**The request:** Show each line of the listing below that contains the word "plain", copied in full.
# # # #
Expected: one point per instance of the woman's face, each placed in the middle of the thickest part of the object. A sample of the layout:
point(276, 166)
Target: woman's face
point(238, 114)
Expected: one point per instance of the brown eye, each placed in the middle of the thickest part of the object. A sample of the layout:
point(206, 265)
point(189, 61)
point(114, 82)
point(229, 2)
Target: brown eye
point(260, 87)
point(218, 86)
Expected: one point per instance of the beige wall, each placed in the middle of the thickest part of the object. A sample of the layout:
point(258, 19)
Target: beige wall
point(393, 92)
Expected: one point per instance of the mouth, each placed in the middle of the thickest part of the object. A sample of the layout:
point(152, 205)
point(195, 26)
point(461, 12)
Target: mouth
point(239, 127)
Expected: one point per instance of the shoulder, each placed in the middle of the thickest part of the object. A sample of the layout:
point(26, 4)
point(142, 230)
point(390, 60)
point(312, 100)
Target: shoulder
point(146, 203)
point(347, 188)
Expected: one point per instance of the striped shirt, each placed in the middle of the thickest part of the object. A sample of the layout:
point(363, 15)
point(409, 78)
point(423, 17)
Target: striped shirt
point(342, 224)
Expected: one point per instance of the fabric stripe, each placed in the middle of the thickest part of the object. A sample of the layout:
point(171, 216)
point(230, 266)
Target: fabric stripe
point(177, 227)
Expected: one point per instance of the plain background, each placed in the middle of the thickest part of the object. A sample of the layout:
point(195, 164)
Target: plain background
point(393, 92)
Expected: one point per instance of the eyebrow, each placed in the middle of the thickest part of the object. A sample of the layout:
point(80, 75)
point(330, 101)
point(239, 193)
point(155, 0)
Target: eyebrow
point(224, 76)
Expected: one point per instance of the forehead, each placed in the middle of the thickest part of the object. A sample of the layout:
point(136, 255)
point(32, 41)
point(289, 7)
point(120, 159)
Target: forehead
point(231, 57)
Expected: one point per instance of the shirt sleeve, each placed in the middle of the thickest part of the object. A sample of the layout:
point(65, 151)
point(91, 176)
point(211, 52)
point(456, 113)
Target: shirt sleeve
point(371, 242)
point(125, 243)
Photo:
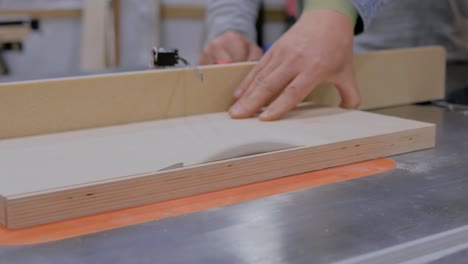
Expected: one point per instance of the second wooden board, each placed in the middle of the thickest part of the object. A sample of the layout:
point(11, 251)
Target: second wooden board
point(61, 176)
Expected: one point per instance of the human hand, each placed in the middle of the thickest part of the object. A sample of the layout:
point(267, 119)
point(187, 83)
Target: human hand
point(230, 47)
point(317, 49)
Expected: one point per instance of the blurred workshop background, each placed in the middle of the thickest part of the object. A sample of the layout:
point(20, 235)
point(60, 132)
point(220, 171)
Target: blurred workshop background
point(69, 37)
point(89, 35)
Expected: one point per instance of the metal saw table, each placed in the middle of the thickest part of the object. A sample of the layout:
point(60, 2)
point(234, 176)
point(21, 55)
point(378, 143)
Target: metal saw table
point(426, 194)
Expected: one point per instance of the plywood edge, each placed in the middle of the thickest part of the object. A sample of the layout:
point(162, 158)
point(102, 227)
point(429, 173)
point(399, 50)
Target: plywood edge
point(49, 106)
point(3, 216)
point(55, 205)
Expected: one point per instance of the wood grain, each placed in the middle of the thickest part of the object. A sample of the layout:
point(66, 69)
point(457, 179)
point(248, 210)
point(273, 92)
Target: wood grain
point(115, 184)
point(14, 33)
point(40, 107)
point(156, 211)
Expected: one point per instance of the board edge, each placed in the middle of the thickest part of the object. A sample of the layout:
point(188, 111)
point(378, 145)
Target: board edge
point(81, 201)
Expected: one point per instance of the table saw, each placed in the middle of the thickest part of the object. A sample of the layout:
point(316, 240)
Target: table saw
point(412, 207)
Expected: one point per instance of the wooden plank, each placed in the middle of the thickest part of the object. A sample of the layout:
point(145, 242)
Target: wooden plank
point(87, 172)
point(29, 108)
point(14, 33)
point(2, 211)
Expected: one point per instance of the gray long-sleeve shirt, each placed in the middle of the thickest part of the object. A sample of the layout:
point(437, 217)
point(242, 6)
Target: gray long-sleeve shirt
point(240, 15)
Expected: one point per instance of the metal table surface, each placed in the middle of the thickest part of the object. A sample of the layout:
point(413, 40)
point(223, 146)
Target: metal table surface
point(426, 194)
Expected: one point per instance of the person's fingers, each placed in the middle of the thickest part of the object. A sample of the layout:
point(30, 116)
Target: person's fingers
point(294, 93)
point(251, 76)
point(267, 85)
point(255, 53)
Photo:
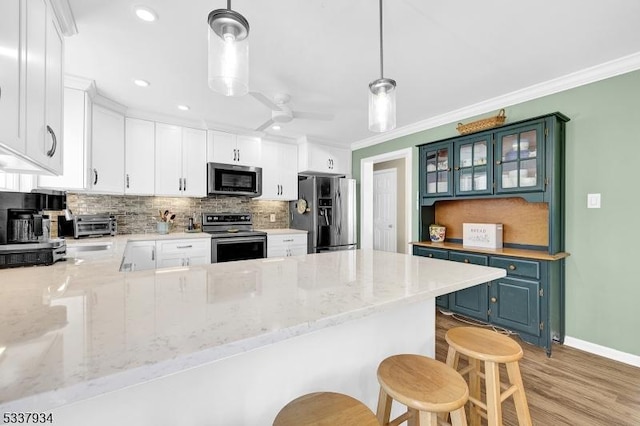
# # # #
**Written response:**
Expected: one point per instance of the plain background, each placed in the middle of the thickest part of the object. A sample of the layout:
Target: plain background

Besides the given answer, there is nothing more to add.